**ACTIVITIES**
- A) In the article about Mitch Daniels's State of the Union response, which two programs did Daniels talk about reviving?
- B) Update the part of the Mitch Daniels article starting at "We must unite" and ending at "need them most.", with "millionaires" replaced by "billionaires".

Segment Start: TEXT PASSAGE

Mitch Daniels Responds to Obama’s Class Warfare with Even More Class Warfare

by AWR Hawkins

When it was announced that Indiana Gov. Mitch Daniel’s would give the response to the State of the Union address, hopes were high that he might take it to Obama–that he might meet the rhetoric of class warfare with an exposition of free markets, personal responsibility, smaller government, etc. But instead, what we heard last night from Daniels was more class warfare aimed at the rich.

For example, after saying some good things, even some great things, about the debt President Obama’s reckless spending has put us in—“an unprecedented explosion of spending has added trillions to an already unaffordable national debt”—Daniels went after the wealthy in this county in much the same way we’d expect Nancy Pelosi or Harry Reid to do.

Consider the way he spoke of reviving Medicare and social security:

We must unite to save the safety net. Medicare and social security have served us well [and] we can preserve them unchanged and untouched for those in or near retirement, but we must fashion a new safety net so future Americans are protected too.

Decades ago we could afford to send millionaires pension checks and pay medical bills for even the wealthiest among us, now we can’t. So the dollars we have should be devoted to those who need them most.

Segment End: TEXT PASSAGE
Segment Start: DATA PROVIDED

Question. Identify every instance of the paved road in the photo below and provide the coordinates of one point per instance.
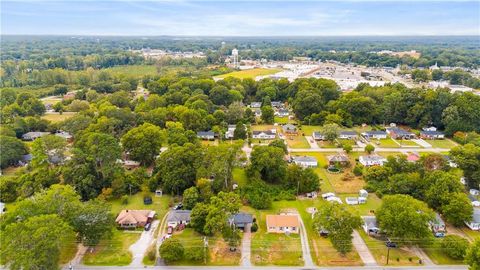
(363, 250)
(399, 150)
(433, 267)
(312, 142)
(140, 247)
(246, 249)
(307, 256)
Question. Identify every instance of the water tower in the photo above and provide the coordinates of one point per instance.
(235, 57)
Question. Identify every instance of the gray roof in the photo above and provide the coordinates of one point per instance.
(375, 132)
(179, 215)
(305, 159)
(242, 218)
(431, 133)
(348, 133)
(476, 215)
(205, 133)
(268, 132)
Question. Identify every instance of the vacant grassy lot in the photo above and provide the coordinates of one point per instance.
(446, 143)
(250, 73)
(274, 249)
(57, 117)
(114, 250)
(133, 70)
(385, 143)
(435, 253)
(398, 256)
(297, 142)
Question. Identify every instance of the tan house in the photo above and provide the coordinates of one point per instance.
(283, 224)
(134, 218)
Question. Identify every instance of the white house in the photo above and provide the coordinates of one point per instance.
(318, 136)
(306, 161)
(474, 223)
(264, 135)
(372, 160)
(375, 134)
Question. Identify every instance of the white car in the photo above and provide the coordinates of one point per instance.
(328, 195)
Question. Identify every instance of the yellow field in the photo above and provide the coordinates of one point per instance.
(250, 73)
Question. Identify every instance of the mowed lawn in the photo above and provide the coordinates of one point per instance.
(446, 143)
(57, 117)
(218, 250)
(272, 248)
(250, 73)
(113, 250)
(133, 70)
(398, 256)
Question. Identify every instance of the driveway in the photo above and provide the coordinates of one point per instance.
(246, 249)
(363, 250)
(307, 256)
(139, 248)
(312, 142)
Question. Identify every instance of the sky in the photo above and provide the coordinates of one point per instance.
(241, 18)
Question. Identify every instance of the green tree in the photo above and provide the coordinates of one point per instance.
(330, 131)
(454, 246)
(404, 217)
(172, 250)
(339, 222)
(143, 143)
(268, 115)
(457, 208)
(369, 148)
(190, 197)
(35, 243)
(269, 162)
(12, 150)
(472, 258)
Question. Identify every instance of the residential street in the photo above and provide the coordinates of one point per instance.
(139, 248)
(363, 250)
(246, 249)
(307, 256)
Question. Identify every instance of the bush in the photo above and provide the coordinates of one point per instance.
(254, 227)
(358, 170)
(172, 250)
(195, 253)
(454, 246)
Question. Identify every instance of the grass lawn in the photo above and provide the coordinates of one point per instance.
(398, 256)
(446, 143)
(250, 73)
(133, 70)
(372, 204)
(435, 253)
(240, 176)
(385, 143)
(113, 251)
(56, 117)
(283, 120)
(408, 143)
(297, 142)
(271, 248)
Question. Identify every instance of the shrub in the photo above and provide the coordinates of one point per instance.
(454, 246)
(254, 227)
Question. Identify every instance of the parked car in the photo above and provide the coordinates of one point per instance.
(391, 244)
(178, 206)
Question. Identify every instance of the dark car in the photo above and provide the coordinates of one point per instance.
(391, 244)
(179, 206)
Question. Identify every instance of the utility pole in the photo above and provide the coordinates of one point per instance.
(388, 254)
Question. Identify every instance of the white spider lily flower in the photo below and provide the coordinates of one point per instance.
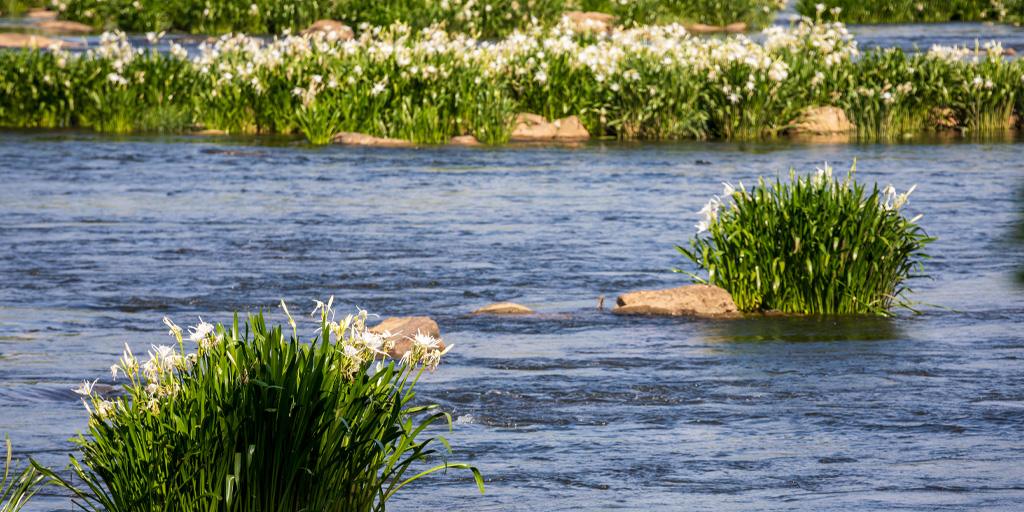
(86, 387)
(199, 332)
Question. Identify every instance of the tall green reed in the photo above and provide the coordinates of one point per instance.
(257, 420)
(815, 245)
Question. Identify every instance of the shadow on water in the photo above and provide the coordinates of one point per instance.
(757, 329)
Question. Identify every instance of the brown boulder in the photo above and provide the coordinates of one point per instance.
(464, 140)
(41, 13)
(328, 27)
(695, 300)
(942, 118)
(61, 27)
(347, 138)
(570, 129)
(403, 330)
(823, 120)
(532, 128)
(31, 41)
(591, 22)
(504, 308)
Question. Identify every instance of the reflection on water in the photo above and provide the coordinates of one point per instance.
(574, 409)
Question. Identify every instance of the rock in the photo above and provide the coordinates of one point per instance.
(31, 41)
(942, 118)
(504, 308)
(464, 140)
(532, 128)
(697, 300)
(61, 27)
(702, 29)
(570, 129)
(591, 22)
(41, 13)
(364, 139)
(823, 120)
(329, 27)
(402, 331)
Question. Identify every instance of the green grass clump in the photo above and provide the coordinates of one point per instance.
(491, 18)
(905, 11)
(257, 420)
(814, 246)
(17, 487)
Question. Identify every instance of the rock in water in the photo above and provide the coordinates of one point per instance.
(403, 329)
(464, 140)
(364, 139)
(692, 300)
(824, 120)
(504, 308)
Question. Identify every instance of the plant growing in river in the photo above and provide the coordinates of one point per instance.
(255, 420)
(17, 487)
(816, 245)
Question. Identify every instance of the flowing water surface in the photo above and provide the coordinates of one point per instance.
(572, 409)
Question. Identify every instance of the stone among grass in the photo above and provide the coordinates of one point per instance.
(692, 300)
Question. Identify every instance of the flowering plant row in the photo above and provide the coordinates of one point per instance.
(427, 86)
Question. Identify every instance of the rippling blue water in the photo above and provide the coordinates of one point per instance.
(571, 410)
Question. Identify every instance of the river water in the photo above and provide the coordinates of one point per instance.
(573, 409)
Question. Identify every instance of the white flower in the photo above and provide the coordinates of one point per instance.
(105, 409)
(86, 387)
(425, 341)
(200, 331)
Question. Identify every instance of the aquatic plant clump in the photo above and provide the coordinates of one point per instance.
(256, 420)
(815, 245)
(428, 86)
(904, 11)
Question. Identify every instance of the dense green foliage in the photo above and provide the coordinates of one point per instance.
(902, 11)
(491, 18)
(814, 245)
(255, 420)
(651, 83)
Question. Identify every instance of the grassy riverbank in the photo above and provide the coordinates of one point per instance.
(647, 83)
(491, 18)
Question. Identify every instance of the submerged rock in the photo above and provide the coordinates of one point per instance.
(352, 138)
(62, 27)
(404, 329)
(591, 22)
(534, 128)
(464, 140)
(695, 300)
(329, 27)
(823, 120)
(504, 308)
(32, 41)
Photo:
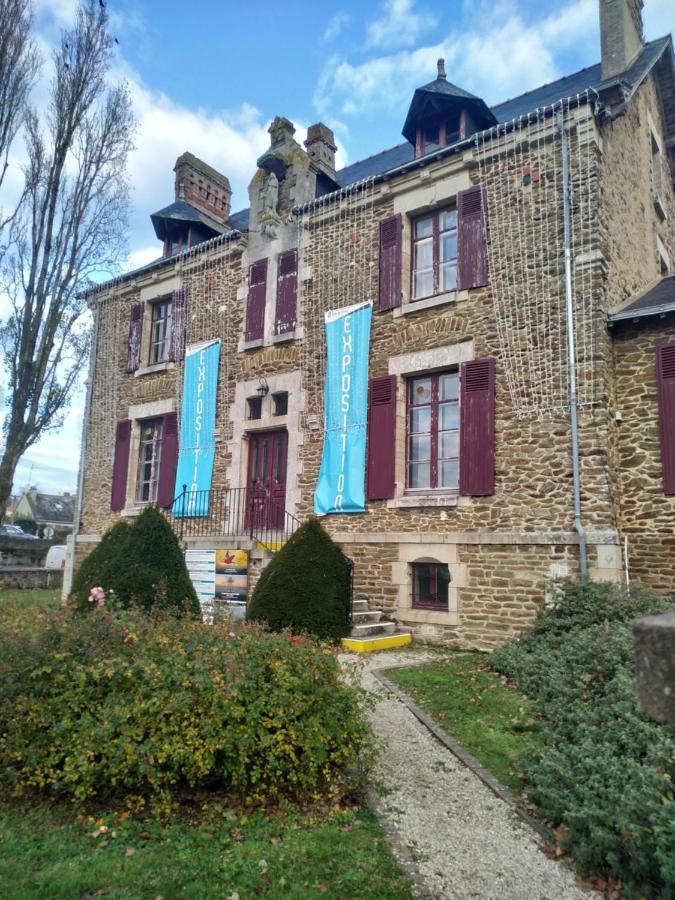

Segment End: DATA PROVIDED

**RESULTS IN ORDER**
- A) Medicare and social security.

- B)
We must unite to save the safety net. Medicare and social security have served us well [and] we can preserve them unchanged and untouched for those in or near retirement, but we must fashion a new safety net so future Americans are protected too.

Decades ago we could afford to send billionaires pension checks and pay medical bills for even the wealthiest among us, now we can’t. So the dollars we have should be devoted to those who need them most.